Your output should be the lines of the data that follow, reproduced exactly from the first through the line bearing "positive clicks: (191, 223)".

■ AVAILABLE RECORDS
##############################

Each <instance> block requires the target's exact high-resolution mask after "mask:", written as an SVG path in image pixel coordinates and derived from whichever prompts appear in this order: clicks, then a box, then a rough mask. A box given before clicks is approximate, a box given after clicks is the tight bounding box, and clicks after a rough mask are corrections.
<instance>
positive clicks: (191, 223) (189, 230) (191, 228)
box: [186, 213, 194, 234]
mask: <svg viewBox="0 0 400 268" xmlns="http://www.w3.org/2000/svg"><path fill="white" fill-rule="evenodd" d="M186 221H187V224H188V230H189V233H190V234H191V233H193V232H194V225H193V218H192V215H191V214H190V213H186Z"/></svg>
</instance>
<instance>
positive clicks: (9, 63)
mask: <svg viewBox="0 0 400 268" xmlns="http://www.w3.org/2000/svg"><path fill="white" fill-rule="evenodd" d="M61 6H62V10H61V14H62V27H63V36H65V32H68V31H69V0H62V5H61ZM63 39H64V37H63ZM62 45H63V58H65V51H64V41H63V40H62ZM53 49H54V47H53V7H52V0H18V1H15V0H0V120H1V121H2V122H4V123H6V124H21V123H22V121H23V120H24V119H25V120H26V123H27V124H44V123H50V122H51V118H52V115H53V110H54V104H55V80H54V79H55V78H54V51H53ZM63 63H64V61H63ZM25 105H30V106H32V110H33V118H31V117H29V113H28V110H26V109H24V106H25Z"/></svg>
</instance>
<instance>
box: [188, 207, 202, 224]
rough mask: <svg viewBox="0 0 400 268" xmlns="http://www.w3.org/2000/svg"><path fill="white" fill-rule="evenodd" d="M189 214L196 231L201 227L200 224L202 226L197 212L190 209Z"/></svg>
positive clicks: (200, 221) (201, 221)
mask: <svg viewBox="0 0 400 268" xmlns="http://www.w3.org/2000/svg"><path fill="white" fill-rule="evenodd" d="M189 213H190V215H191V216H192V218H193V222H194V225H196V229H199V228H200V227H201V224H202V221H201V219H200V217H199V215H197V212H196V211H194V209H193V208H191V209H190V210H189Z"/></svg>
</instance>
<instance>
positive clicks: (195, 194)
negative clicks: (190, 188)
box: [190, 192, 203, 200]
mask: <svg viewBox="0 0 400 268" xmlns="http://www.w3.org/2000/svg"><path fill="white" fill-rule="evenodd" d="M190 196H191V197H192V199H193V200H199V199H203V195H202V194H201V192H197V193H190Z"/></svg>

##############################

■ SOLUTION FOR THIS TASK
Each <instance> block requires the target's exact high-resolution mask after "mask:", written as an SVG path in image pixel coordinates and derived from whichever prompts appear in this order: clicks, then a box, then a rough mask. A box given before clicks is approximate, a box given after clicks is the tight bounding box, and clicks after a rough mask are corrections.
<instance>
positive clicks: (191, 223) (189, 230) (191, 228)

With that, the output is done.